In the wake of the murder of 7-year-old Athena Strand, allegedly by a Fed Ex contractor who police claim confessed to accidentally hitting Athena with his van while on his delivery route, a vacuum of trust has resulted for delivery and truck drivers, now considered guilty by association.
Drivers say they are being verbally attacked and met with fearful reactions while on their daily delivery routes.
“We’ve had drivers who have been called murderers over Ring cameras,” Tamra Steffens, who works for Team AIO Logistics, a contractor for a major package delivery company, told WFAA.
“Children have run away from us in fear. They’re all scared. They’re very scared. The drivers even from all over have been saying you know that kids have come up to them and said, ‘Why did you do this?’ or, ‘We can’t trust you anymore,'” said Steffens.
“It started out everybody was being pretty harsh on us,” said Team AIO delivery driver Ashley Creed.
In response to this unjust reaction to a horrible crime, Creed created a TikTok video that spawned a campaign called “your babies are safe on my route.”
The trend, which is set to music, features drivers from UPS, Fed Ex, Amazon, and more sharing their own grief. In the videos, the drivers pledge to be vigilant to keep anything like Athena’s murder from happening again.

Given data:
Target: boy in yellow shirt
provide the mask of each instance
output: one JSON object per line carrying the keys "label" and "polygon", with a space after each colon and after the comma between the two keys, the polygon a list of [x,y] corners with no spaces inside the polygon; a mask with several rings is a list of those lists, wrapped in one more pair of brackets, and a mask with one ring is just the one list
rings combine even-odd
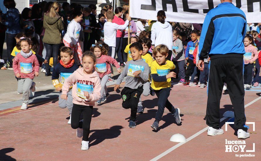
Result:
{"label": "boy in yellow shirt", "polygon": [[[146,62],[149,65],[149,80],[148,81],[144,83],[143,85],[143,88],[147,89],[147,90],[144,90],[143,93],[143,95],[145,96],[148,96],[150,94],[152,95],[155,95],[155,93],[154,94],[150,92],[150,90],[149,90],[150,89],[150,65],[151,63],[153,62],[153,59],[152,59],[152,57],[148,53],[149,49],[151,47],[151,42],[150,39],[147,38],[144,38],[142,39],[139,40],[138,42],[142,45],[143,47],[143,50],[142,52],[142,54],[141,55],[141,58],[143,59],[145,62]],[[144,93],[144,91],[148,91],[147,93]],[[150,92],[149,93],[149,92]],[[141,114],[143,113],[144,112],[144,109],[145,107],[143,108],[143,106],[142,105],[142,103],[141,102],[141,98],[140,97],[140,100],[139,103],[138,103],[138,109],[137,110],[137,113],[138,114]]]}
{"label": "boy in yellow shirt", "polygon": [[136,35],[134,34],[131,35],[130,40],[130,44],[126,46],[124,50],[124,52],[123,52],[123,60],[126,63],[127,61],[132,60],[132,57],[130,54],[130,46],[134,42],[138,42],[138,37]]}
{"label": "boy in yellow shirt", "polygon": [[180,123],[180,110],[175,109],[168,100],[170,93],[171,78],[176,77],[176,74],[170,70],[175,68],[173,62],[166,59],[169,49],[165,45],[159,45],[153,50],[153,54],[155,60],[151,63],[150,69],[152,79],[151,86],[154,90],[158,98],[158,111],[155,120],[150,126],[155,130],[159,127],[159,122],[161,120],[165,107],[174,116],[177,124]]}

Work task: Could you sum up the article on delivery drivers after Athena Strand's murder in two sentences?

Task result: Since 7-year-old Athena Strand's murder, allegedly by a Fed Ex contractor, delivery and truck drivers say they are met with distrust, verbal attacks and fear on their routes, including being called murderers over Ring cameras and having children run away from them. In response, delivery driver Ashley Creed made a TikTok video that started the "your babies are safe on my route" campaign, in which drivers from UPS, Fed Ex, Amazon and more share their grief and pledge to stay vigilant so that nothing like Athena's murder happens again.